* PROBLEM REQUIREMENTS
Tally every line of the records below that includes "background", and reply with the total alone.
START SOURCE DATA
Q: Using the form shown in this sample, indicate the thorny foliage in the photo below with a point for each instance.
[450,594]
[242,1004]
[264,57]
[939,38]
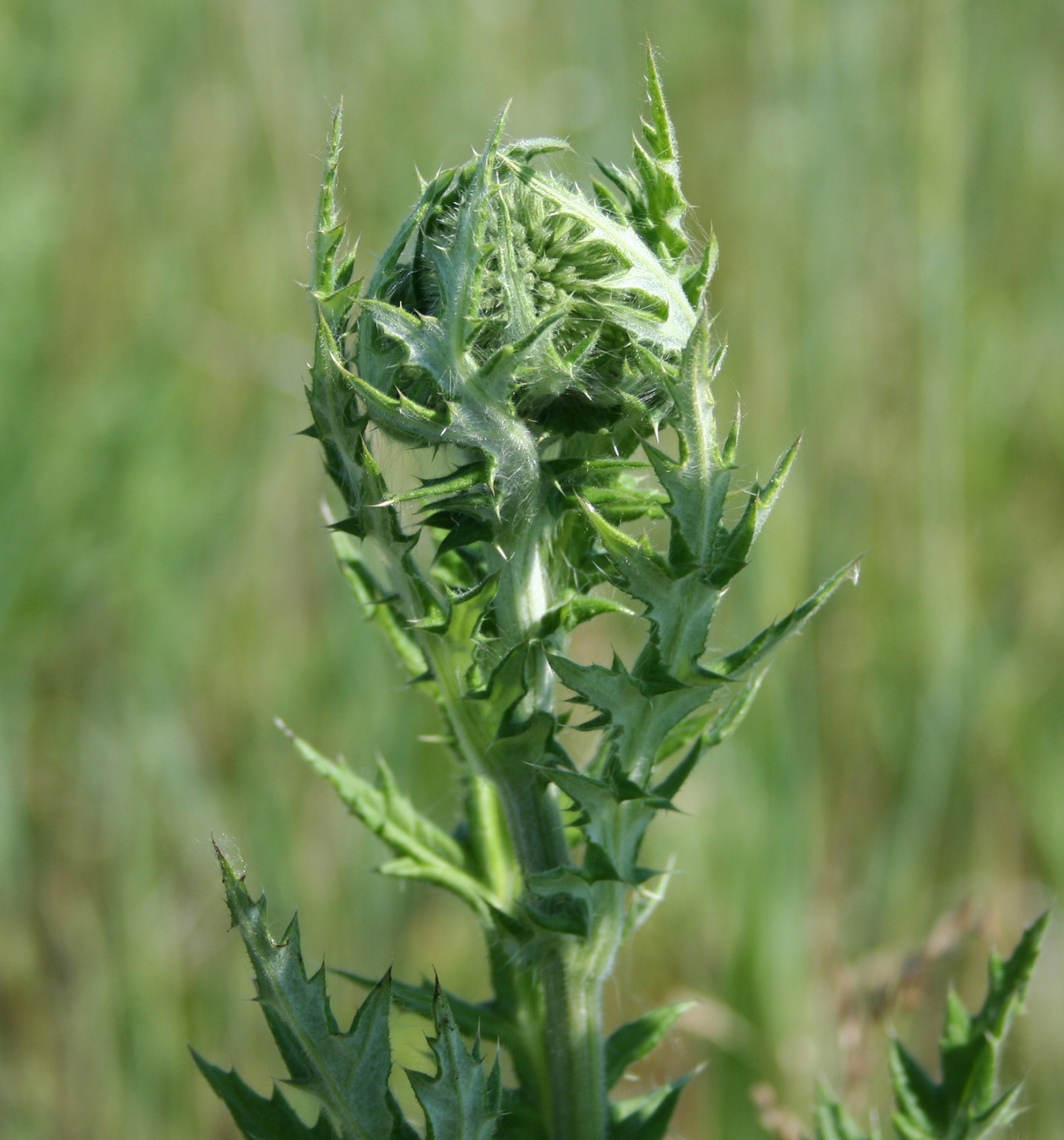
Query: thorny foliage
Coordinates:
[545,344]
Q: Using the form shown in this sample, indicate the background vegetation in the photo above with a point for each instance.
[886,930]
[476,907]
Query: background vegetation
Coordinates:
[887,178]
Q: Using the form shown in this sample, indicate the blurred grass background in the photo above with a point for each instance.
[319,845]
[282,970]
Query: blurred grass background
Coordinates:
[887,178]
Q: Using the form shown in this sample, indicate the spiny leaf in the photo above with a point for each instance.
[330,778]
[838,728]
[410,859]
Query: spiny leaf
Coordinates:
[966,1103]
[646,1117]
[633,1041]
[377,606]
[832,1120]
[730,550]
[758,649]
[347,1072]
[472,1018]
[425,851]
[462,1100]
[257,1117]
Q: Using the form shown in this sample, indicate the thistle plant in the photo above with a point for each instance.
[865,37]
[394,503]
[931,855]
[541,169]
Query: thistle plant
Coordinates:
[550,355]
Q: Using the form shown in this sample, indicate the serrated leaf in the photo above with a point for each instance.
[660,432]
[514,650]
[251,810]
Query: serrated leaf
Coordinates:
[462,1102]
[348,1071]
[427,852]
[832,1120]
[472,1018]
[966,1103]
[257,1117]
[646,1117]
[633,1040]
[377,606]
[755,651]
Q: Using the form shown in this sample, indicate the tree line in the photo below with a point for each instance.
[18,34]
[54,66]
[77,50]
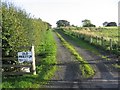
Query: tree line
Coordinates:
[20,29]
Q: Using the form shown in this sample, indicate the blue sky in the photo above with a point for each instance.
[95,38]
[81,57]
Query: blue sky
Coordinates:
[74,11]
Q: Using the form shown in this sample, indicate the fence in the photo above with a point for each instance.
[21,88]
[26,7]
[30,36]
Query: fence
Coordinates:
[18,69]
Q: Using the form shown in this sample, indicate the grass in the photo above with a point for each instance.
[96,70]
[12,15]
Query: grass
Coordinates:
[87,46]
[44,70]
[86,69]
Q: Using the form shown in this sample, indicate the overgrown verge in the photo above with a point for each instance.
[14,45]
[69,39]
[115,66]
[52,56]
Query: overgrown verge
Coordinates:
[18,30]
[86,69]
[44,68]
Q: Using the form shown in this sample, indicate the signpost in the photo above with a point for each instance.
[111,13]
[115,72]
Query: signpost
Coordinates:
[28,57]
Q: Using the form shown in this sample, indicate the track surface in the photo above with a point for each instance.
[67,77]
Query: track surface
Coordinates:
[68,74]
END SOURCE DATA
START SOURCE DATA
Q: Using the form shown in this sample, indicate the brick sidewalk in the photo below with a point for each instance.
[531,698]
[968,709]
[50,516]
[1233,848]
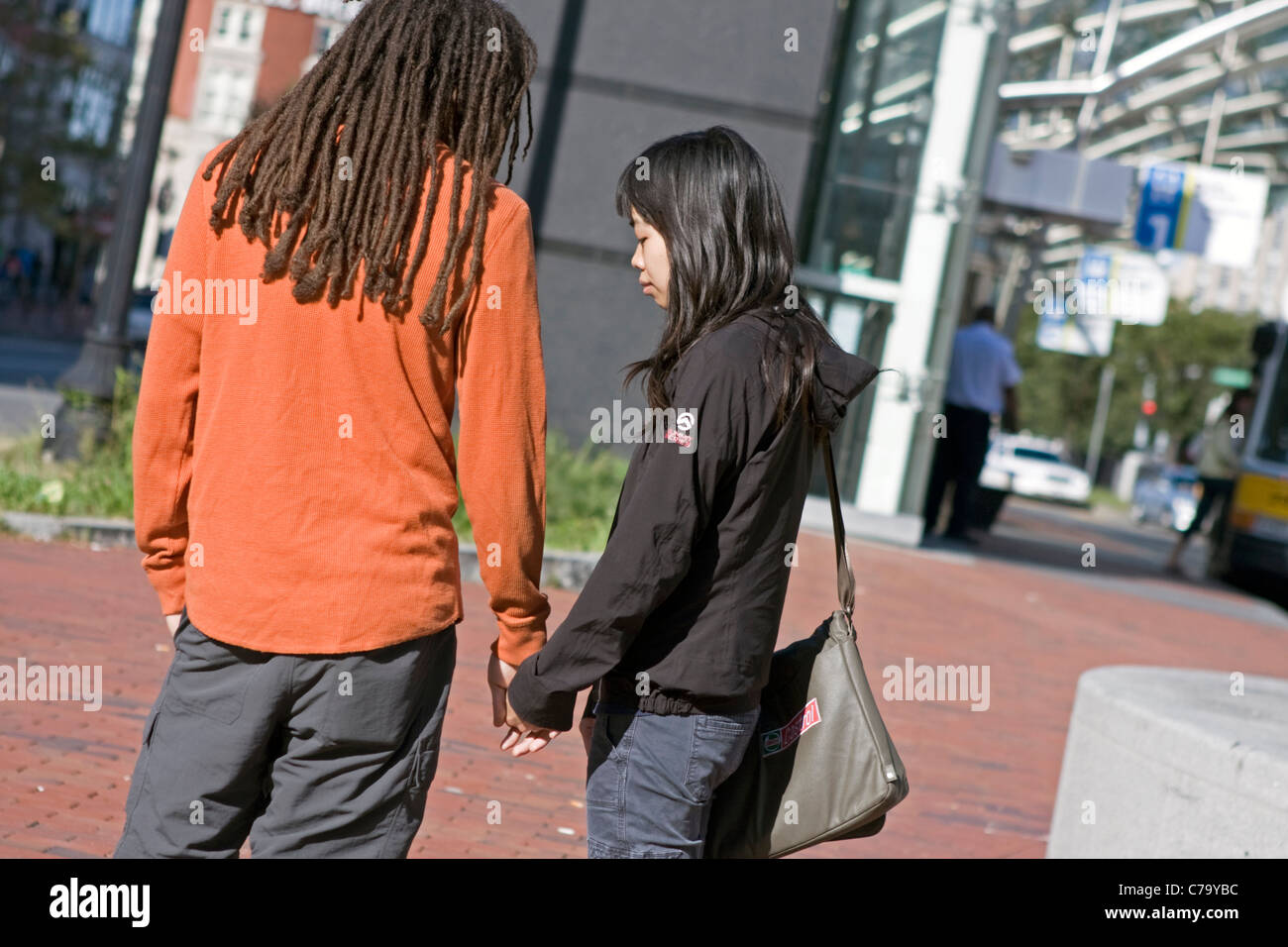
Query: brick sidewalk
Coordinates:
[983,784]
END SOURCE DATA
* YOUR SOLUTION
4